THE EXERCISE —
Leaving out the pictures, transcribe all of the records faithfully.

Start of INFORMATION SHOWN

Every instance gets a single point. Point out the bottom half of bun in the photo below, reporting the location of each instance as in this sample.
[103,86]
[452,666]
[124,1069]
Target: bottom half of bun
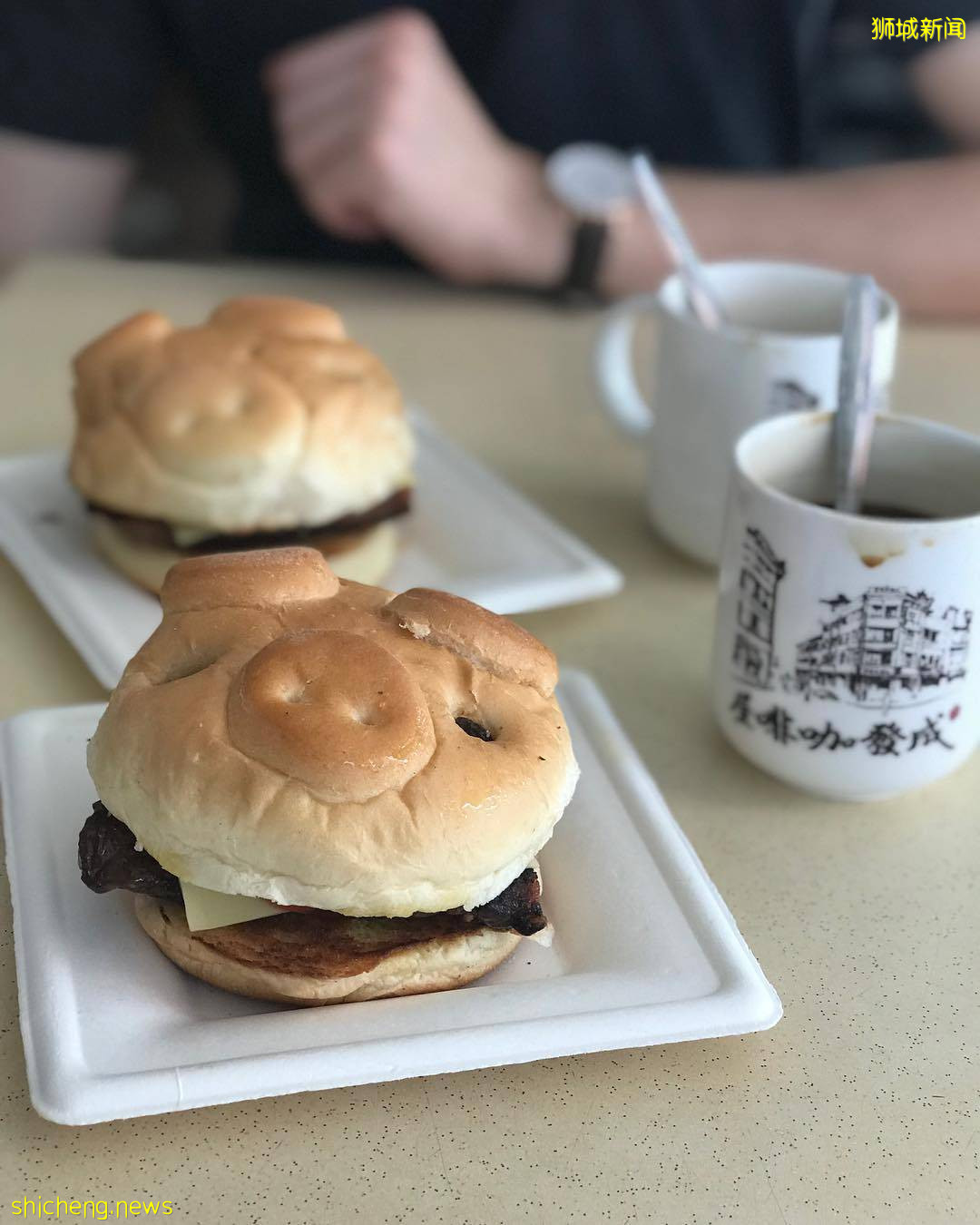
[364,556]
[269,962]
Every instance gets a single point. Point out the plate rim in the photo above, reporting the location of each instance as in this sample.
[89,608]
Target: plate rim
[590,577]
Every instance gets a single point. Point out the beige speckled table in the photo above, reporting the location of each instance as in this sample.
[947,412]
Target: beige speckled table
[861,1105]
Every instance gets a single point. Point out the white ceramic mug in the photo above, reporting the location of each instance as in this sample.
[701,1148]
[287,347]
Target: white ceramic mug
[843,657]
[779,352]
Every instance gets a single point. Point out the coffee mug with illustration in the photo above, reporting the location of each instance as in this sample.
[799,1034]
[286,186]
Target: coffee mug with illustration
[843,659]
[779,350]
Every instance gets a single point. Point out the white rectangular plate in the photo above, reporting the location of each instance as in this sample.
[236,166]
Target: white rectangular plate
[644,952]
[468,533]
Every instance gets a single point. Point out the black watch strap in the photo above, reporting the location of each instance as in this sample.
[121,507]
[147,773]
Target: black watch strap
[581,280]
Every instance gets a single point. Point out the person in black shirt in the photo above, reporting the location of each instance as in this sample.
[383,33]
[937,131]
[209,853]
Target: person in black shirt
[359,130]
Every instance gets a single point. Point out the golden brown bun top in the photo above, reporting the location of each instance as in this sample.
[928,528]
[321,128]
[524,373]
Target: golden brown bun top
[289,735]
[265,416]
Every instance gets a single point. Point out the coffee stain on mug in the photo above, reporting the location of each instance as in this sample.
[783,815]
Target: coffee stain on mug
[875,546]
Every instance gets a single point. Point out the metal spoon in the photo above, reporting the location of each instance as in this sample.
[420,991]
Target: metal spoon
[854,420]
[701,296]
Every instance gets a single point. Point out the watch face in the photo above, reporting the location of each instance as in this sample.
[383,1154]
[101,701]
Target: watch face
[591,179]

End of INFORMATION SHOWN

EXERCISE RESULT —
Every instance gets a single point. Point out the bottom half of bun in the photo below, reporting the location of each instance as in this sample.
[103,86]
[452,666]
[124,1069]
Target: bottom half of bun
[364,556]
[269,962]
Every instance gets a single point. Point out the plate rim in the photo above, reporting the location of each instance as in this sample.
[89,608]
Target: plate rim
[590,577]
Every instance gets a single point. Point out the beige speckled table in the photo above, reporting the location of each instance as in this sample.
[947,412]
Target: beige speckled table
[861,1105]
Every instance gets a single point. Point out the white ceramic mug in the photo above, reporting the location of each instance as in this sample.
[701,1148]
[287,347]
Target: white ceramic mug
[843,657]
[779,352]
Every instance gets a single point. Point out the coffee mug with illustration in the photo above, reporting the location of each instance as in this sample.
[799,1034]
[286,186]
Target: coffee mug with illustration
[843,659]
[779,350]
Every instance gets a single point. Point out the white rectangular plate in the photo above, reporting the location of each instance as in this sample.
[236,166]
Target: white rectangular plate
[644,952]
[468,533]
Every instance gets a single point. Point out the black watch strap in the photo above, reporting the location of each instance as in this sample.
[121,507]
[147,773]
Target: black watch strap
[581,280]
Every instance gets a single point. Point out the person in black shirt in the photo above, reporting the location of each instance as in this sample.
[383,33]
[937,131]
[209,853]
Target: person in black shirt
[359,130]
Every instance gets a single point. Point out the golden brown bun top in the photo above, reporting the location of each instance as in this sample.
[928,528]
[321,128]
[524,373]
Target: golden brown bun top
[289,735]
[265,416]
Every instance gets a single point. Point out the coffee stain on mug in the photo above, reporting the location of each instance as in this sample.
[783,815]
Target: coffee stain on mug
[875,546]
Every instance gets a single point. Point out the metal spoon in the photo above, reporting the location of each instance as in this sample.
[420,991]
Target: metal spoon
[854,420]
[701,296]
Every instance gets a single point. Point out the watch face in the photo above, reporting the location of each instance as in this sample.
[383,1154]
[101,701]
Target: watch face
[591,179]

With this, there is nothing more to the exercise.